Region annotation items:
**********
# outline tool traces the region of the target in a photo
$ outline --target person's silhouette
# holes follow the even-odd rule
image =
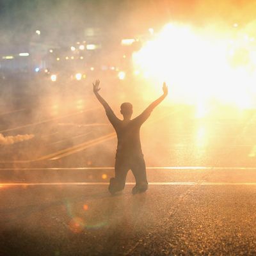
[[[152,111],[166,97],[166,84],[163,83],[163,95],[151,103],[141,115],[134,119],[131,119],[132,105],[129,102],[123,103],[120,109],[120,113],[124,116],[123,120],[116,116],[106,101],[99,95],[99,80],[96,80],[95,83],[93,83],[93,92],[104,108],[107,116],[116,132],[118,140],[115,178],[110,179],[109,191],[111,194],[115,194],[124,189],[127,173],[131,169],[136,180],[136,186],[132,189],[132,193],[144,192],[148,188],[148,182],[140,139],[140,129]]]

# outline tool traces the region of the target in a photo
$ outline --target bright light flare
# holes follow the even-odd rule
[[[81,73],[76,74],[76,79],[79,81],[82,79],[82,74]]]
[[[256,44],[245,40],[252,31],[234,36],[233,29],[168,24],[133,54],[134,70],[148,74],[144,78],[150,78],[157,92],[166,81],[173,102],[197,106],[215,100],[242,109],[256,107]]]
[[[120,71],[118,72],[118,77],[120,80],[124,80],[125,78],[125,72]]]
[[[28,52],[20,52],[19,54],[19,56],[29,56],[29,54]]]
[[[56,82],[57,81],[57,75],[51,75],[51,80],[52,82]]]

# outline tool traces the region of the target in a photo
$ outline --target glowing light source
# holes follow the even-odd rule
[[[108,178],[108,175],[106,174],[102,174],[101,177],[102,178],[102,179],[106,180]]]
[[[56,75],[51,75],[51,80],[52,82],[56,82],[57,80],[57,76]]]
[[[125,72],[124,71],[120,71],[118,74],[118,77],[120,80],[124,80],[125,78]]]
[[[81,51],[83,51],[83,50],[84,50],[84,45],[83,45],[83,44],[81,44],[81,45],[79,45],[79,49],[80,50],[81,50]]]
[[[82,79],[82,74],[81,73],[76,74],[76,79],[79,81]]]
[[[121,41],[121,44],[122,45],[131,45],[135,42],[134,38],[129,38],[129,39],[122,39]]]
[[[3,57],[2,57],[2,58],[3,58],[3,60],[12,60],[12,59],[14,59],[14,57],[12,56],[3,56]]]
[[[89,209],[89,207],[87,205],[87,204],[84,204],[83,208],[84,211],[87,211]]]
[[[154,29],[153,29],[153,28],[150,28],[148,29],[148,31],[149,31],[149,33],[150,33],[150,35],[153,35],[153,34],[154,34]]]
[[[20,52],[19,54],[19,56],[29,56],[29,54],[28,52]]]
[[[95,49],[97,49],[97,45],[95,44],[88,44],[86,45],[87,50],[95,50]]]

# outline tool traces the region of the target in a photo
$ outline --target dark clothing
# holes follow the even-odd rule
[[[134,119],[125,121],[118,119],[110,108],[106,109],[106,113],[117,135],[116,157],[142,155],[140,129],[151,110],[147,109]]]
[[[115,164],[115,180],[112,180],[109,189],[120,191],[124,188],[126,175],[131,169],[137,184],[147,183],[146,166],[142,154],[140,129],[148,118],[152,110],[147,109],[141,115],[131,120],[118,119],[109,108],[106,113],[117,135],[118,144]]]

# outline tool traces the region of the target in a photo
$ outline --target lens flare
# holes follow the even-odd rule
[[[250,31],[237,27],[169,24],[134,52],[134,70],[148,74],[144,79],[157,88],[166,81],[174,102],[255,108],[256,44],[249,40]]]

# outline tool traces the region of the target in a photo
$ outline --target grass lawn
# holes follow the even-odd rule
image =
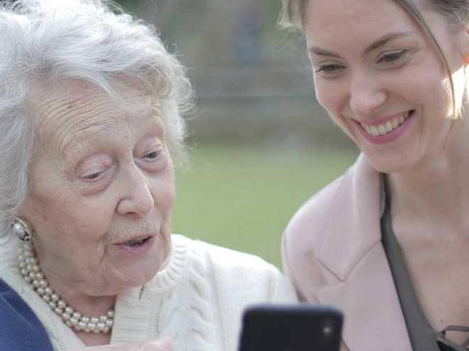
[[[280,267],[280,238],[289,219],[356,156],[355,149],[200,144],[188,169],[176,174],[173,231]]]

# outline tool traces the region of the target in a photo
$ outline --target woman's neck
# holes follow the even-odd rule
[[[469,123],[454,121],[444,146],[412,168],[388,174],[393,218],[469,227]]]

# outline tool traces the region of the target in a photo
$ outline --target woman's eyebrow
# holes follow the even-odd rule
[[[376,40],[370,44],[364,50],[363,55],[369,54],[373,50],[382,47],[383,45],[387,44],[391,40],[397,39],[398,38],[407,37],[410,35],[409,32],[392,32],[385,34],[382,37],[378,38]],[[315,54],[320,56],[332,56],[334,57],[340,57],[339,54],[333,52],[332,51],[322,49],[319,47],[312,46],[308,48],[308,52],[311,54]]]

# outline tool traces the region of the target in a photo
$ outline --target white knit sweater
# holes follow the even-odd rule
[[[1,277],[38,315],[54,350],[83,350],[81,341],[26,283],[17,263],[10,263]],[[178,351],[235,351],[247,305],[295,301],[288,282],[261,259],[173,234],[164,269],[143,289],[118,297],[111,343],[169,337]]]

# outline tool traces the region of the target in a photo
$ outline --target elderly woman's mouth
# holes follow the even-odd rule
[[[146,235],[132,238],[114,244],[119,248],[132,253],[142,253],[149,249],[154,242],[156,235]]]

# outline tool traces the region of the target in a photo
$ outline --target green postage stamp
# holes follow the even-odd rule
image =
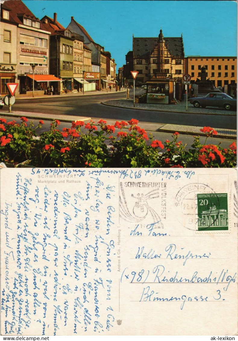
[[[198,230],[228,229],[227,193],[210,193],[197,195]]]

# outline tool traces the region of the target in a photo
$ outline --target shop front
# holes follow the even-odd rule
[[[16,65],[13,64],[0,65],[0,94],[9,93],[6,83],[15,83],[16,73]]]
[[[147,102],[168,104],[174,97],[172,80],[152,79],[146,82]]]
[[[84,85],[84,91],[95,91],[100,89],[100,74],[98,72],[85,72],[84,79],[88,84]]]

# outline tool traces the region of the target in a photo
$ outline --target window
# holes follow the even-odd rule
[[[40,23],[38,21],[32,21],[32,27],[40,28]]]
[[[23,18],[23,24],[27,26],[31,26],[31,20],[30,19],[27,19],[26,18]]]
[[[10,64],[11,54],[9,52],[3,52],[3,63],[4,64]]]
[[[9,12],[8,11],[5,11],[5,10],[2,10],[2,17],[4,19],[9,20]]]
[[[3,33],[3,40],[4,42],[11,42],[11,31],[7,31],[4,30]]]

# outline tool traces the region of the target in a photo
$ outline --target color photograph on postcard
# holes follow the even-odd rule
[[[2,1],[2,166],[235,167],[237,5]]]

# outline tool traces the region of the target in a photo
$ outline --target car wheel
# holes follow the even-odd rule
[[[224,104],[224,108],[226,110],[230,110],[232,107],[230,104],[228,104],[228,103],[227,103],[226,104]]]
[[[195,101],[195,102],[194,102],[193,103],[193,106],[194,108],[199,108],[200,106],[200,104],[199,102],[197,102],[196,101]]]

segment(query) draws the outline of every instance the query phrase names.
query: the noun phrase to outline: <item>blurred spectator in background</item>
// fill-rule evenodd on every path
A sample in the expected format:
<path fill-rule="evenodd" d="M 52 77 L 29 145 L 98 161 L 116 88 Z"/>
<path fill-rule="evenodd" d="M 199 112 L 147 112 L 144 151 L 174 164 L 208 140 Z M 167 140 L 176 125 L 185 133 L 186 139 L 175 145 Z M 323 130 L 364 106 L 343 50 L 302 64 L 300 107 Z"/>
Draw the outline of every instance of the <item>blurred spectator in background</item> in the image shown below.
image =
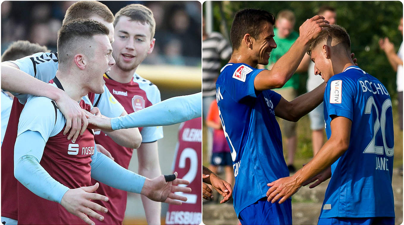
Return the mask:
<path fill-rule="evenodd" d="M 208 33 L 205 19 L 202 19 L 202 110 L 206 118 L 210 103 L 216 99 L 216 79 L 220 73 L 221 61 L 229 59 L 231 47 L 220 33 Z"/>
<path fill-rule="evenodd" d="M 335 9 L 328 6 L 323 6 L 320 7 L 318 15 L 322 16 L 330 25 L 334 24 L 337 21 L 337 13 Z M 307 92 L 311 91 L 324 82 L 321 76 L 314 74 L 314 63 L 311 61 L 310 56 L 305 55 L 302 62 L 296 71 L 303 72 L 307 71 L 308 78 L 307 86 Z M 310 119 L 310 128 L 311 129 L 311 144 L 313 145 L 313 155 L 317 154 L 324 143 L 324 113 L 323 111 L 323 103 L 309 113 Z"/>
<path fill-rule="evenodd" d="M 1 61 L 15 60 L 37 52 L 49 52 L 46 47 L 38 44 L 33 44 L 28 41 L 18 41 L 13 42 L 1 56 Z M 8 118 L 13 105 L 14 96 L 8 91 L 1 90 L 1 143 L 8 123 Z"/>
<path fill-rule="evenodd" d="M 269 63 L 265 66 L 270 70 L 274 64 L 281 57 L 289 50 L 290 46 L 299 36 L 299 34 L 293 31 L 296 19 L 293 12 L 288 9 L 279 12 L 275 21 L 274 29 L 275 37 L 274 39 L 276 43 L 276 48 L 271 52 Z M 259 68 L 265 68 L 259 65 Z M 297 70 L 297 72 L 298 72 Z M 282 95 L 285 99 L 291 101 L 297 97 L 297 89 L 299 86 L 299 74 L 295 73 L 292 78 L 285 84 L 283 87 L 274 91 Z M 296 169 L 293 165 L 295 153 L 297 145 L 297 136 L 296 135 L 296 123 L 280 119 L 283 124 L 282 134 L 286 137 L 286 148 L 288 150 L 288 169 L 290 172 L 294 173 Z"/>
<path fill-rule="evenodd" d="M 225 137 L 222 127 L 222 123 L 219 117 L 219 110 L 216 99 L 212 101 L 209 112 L 206 119 L 206 125 L 214 130 L 212 160 L 209 169 L 215 173 L 217 173 L 217 167 L 224 167 L 225 180 L 233 185 L 233 160 L 230 153 L 230 147 Z"/>
<path fill-rule="evenodd" d="M 398 30 L 401 31 L 401 35 L 403 35 L 403 18 L 400 19 L 398 25 Z M 390 42 L 388 37 L 379 40 L 380 48 L 383 50 L 387 59 L 389 60 L 393 69 L 397 72 L 397 97 L 398 99 L 398 115 L 400 118 L 400 129 L 403 130 L 403 43 L 401 42 L 398 52 L 396 54 L 394 50 L 394 45 Z"/>
<path fill-rule="evenodd" d="M 56 51 L 57 30 L 75 1 L 4 1 L 1 4 L 2 53 L 13 41 L 28 40 Z M 133 1 L 103 1 L 116 13 Z M 155 15 L 160 41 L 145 64 L 200 65 L 201 5 L 198 2 L 144 2 Z M 168 13 L 167 13 L 168 12 Z M 24 16 L 21 16 L 24 15 Z M 172 40 L 174 39 L 174 40 Z M 173 46 L 170 46 L 172 45 Z M 187 58 L 185 60 L 185 58 Z"/>

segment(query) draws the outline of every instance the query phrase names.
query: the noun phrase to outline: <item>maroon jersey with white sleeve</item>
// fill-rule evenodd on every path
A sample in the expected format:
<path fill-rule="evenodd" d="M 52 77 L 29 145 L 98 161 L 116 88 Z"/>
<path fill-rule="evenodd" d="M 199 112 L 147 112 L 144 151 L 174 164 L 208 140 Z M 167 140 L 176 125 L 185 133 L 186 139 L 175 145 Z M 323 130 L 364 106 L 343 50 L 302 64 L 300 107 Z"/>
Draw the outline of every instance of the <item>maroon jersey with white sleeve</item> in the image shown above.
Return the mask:
<path fill-rule="evenodd" d="M 157 86 L 150 81 L 135 74 L 130 82 L 122 83 L 116 81 L 106 74 L 104 74 L 105 85 L 114 97 L 124 107 L 128 114 L 141 110 L 160 101 L 160 92 Z M 163 137 L 162 128 L 139 128 L 142 142 L 154 142 Z M 128 169 L 133 149 L 119 145 L 102 131 L 95 132 L 95 142 L 108 150 L 114 161 Z M 91 184 L 98 182 L 92 179 Z M 108 209 L 106 213 L 100 213 L 104 220 L 97 221 L 99 224 L 121 224 L 125 217 L 127 192 L 99 182 L 96 193 L 109 198 L 108 202 L 95 200 L 94 202 Z"/>

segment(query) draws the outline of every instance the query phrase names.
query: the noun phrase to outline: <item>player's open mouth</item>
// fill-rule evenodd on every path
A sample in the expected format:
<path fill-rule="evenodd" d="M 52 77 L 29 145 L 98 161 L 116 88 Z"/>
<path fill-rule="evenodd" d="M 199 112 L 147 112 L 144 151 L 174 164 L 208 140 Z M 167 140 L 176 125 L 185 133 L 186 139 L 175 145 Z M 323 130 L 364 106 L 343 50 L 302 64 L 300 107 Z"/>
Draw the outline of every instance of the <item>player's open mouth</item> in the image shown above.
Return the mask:
<path fill-rule="evenodd" d="M 130 54 L 121 54 L 121 55 L 122 56 L 122 58 L 123 58 L 124 60 L 126 61 L 130 61 L 135 58 L 135 56 Z"/>

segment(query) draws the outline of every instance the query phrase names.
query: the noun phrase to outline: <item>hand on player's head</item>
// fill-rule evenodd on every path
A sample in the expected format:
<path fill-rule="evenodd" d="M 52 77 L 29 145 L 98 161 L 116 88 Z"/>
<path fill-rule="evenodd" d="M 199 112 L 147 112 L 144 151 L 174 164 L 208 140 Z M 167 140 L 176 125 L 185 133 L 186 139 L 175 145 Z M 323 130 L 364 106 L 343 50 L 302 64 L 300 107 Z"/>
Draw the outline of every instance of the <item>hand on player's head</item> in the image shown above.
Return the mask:
<path fill-rule="evenodd" d="M 94 222 L 88 218 L 88 216 L 102 221 L 104 217 L 94 211 L 107 213 L 108 209 L 91 201 L 108 201 L 107 197 L 93 193 L 97 190 L 99 186 L 99 184 L 97 183 L 92 186 L 70 189 L 63 196 L 60 204 L 69 213 L 82 219 L 88 224 L 95 224 Z"/>
<path fill-rule="evenodd" d="M 300 36 L 309 43 L 314 41 L 324 27 L 329 27 L 330 22 L 324 17 L 317 15 L 307 19 L 299 28 Z"/>

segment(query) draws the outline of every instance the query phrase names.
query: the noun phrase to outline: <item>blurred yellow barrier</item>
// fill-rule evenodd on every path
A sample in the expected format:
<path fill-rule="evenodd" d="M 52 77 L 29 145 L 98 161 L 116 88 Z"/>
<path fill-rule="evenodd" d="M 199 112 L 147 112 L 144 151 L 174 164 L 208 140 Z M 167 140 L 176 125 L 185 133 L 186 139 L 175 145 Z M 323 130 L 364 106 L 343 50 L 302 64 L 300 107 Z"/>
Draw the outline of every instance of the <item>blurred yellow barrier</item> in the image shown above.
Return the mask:
<path fill-rule="evenodd" d="M 143 64 L 136 73 L 159 87 L 201 89 L 200 67 Z"/>

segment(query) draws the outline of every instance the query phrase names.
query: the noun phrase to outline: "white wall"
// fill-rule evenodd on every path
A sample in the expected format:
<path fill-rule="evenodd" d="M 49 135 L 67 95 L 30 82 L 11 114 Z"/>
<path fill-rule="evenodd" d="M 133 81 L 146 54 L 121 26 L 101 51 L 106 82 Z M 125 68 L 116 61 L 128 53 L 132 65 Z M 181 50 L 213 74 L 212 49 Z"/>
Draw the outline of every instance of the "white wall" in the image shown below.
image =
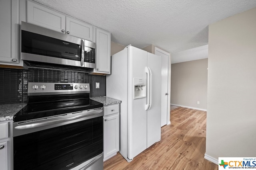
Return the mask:
<path fill-rule="evenodd" d="M 208 62 L 205 59 L 172 64 L 172 104 L 207 109 Z"/>
<path fill-rule="evenodd" d="M 205 158 L 255 157 L 256 8 L 209 29 Z"/>

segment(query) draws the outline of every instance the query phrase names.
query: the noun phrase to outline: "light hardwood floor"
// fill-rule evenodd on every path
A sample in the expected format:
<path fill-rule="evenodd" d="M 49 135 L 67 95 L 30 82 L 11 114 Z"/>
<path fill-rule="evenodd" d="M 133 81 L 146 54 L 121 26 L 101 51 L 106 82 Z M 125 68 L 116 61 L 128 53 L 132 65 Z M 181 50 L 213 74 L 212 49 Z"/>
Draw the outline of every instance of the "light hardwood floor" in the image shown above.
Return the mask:
<path fill-rule="evenodd" d="M 218 170 L 204 158 L 206 111 L 179 107 L 171 111 L 171 125 L 161 128 L 161 140 L 128 163 L 122 155 L 104 162 L 104 170 Z"/>

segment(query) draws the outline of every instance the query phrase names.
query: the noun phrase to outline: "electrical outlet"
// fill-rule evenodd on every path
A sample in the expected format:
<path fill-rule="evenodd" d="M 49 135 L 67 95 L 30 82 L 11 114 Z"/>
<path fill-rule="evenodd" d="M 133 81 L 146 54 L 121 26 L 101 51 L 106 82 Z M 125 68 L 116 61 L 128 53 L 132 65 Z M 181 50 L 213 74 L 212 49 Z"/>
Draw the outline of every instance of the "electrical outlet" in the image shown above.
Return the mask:
<path fill-rule="evenodd" d="M 99 82 L 96 82 L 96 88 L 100 88 Z"/>

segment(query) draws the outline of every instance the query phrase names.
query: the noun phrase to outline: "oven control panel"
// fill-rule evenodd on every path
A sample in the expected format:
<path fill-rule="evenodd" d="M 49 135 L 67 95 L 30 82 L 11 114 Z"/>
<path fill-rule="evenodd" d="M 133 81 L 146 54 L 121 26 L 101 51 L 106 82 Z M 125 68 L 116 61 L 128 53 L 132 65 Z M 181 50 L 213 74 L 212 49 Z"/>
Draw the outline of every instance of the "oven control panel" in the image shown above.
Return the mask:
<path fill-rule="evenodd" d="M 29 82 L 28 95 L 90 93 L 89 83 Z"/>

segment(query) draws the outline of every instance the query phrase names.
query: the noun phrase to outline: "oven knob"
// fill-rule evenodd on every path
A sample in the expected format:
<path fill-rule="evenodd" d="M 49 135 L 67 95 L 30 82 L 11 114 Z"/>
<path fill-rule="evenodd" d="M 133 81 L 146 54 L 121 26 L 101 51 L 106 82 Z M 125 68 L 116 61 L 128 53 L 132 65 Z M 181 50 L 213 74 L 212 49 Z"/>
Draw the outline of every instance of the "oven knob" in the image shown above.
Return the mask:
<path fill-rule="evenodd" d="M 33 88 L 33 89 L 35 90 L 38 88 L 38 86 L 37 85 L 35 84 L 33 86 L 32 88 Z"/>
<path fill-rule="evenodd" d="M 41 88 L 41 89 L 42 90 L 44 90 L 46 88 L 46 86 L 45 86 L 44 85 L 42 85 L 40 87 Z"/>

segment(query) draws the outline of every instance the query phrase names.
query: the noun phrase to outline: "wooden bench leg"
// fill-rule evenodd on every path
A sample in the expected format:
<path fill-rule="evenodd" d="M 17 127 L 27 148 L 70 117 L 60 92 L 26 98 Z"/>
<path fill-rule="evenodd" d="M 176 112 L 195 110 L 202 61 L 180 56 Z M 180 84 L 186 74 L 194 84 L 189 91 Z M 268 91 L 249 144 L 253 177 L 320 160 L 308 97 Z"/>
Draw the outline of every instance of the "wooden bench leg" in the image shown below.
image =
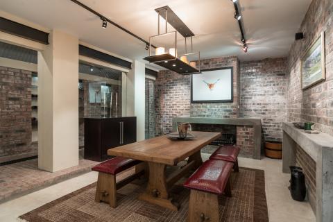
**********
Copy out the lines of the records above, starting with the first line and going on through the line that contains "[[[56,82],[57,81],[57,75],[51,75],[51,80],[52,82]]]", including both ends. Omit the pictures from your copy.

# outline tool traces the region of the target in a photo
$ outline --target person's silhouette
# holes follow the even-odd rule
image =
[[[152,111],[166,97],[166,84],[163,83],[163,95],[151,103],[141,115],[134,119],[131,119],[132,105],[129,102],[123,103],[120,109],[120,113],[124,116],[123,120],[116,116],[106,101],[99,95],[99,80],[96,80],[95,83],[93,83],[93,92],[104,108],[107,116],[116,132],[118,140],[115,178],[110,179],[109,191],[111,194],[115,194],[124,189],[127,173],[131,169],[136,180],[136,186],[132,189],[132,193],[144,192],[148,188],[148,182],[140,139],[140,129]]]

# outline tool traces the region of the target in a photo
$ outline --target bright light flare
# holes follow the even-odd rule
[[[81,73],[76,74],[76,79],[79,81],[82,79],[82,74]]]
[[[256,44],[245,40],[252,31],[234,36],[233,29],[168,24],[133,54],[134,70],[148,74],[144,78],[150,78],[157,92],[166,81],[173,102],[197,106],[215,100],[242,109],[256,107]]]
[[[120,71],[118,72],[118,77],[120,80],[124,80],[125,78],[125,72]]]
[[[28,52],[20,52],[19,54],[19,56],[29,56],[29,54]]]
[[[56,82],[57,81],[57,75],[51,75],[51,80],[52,82]]]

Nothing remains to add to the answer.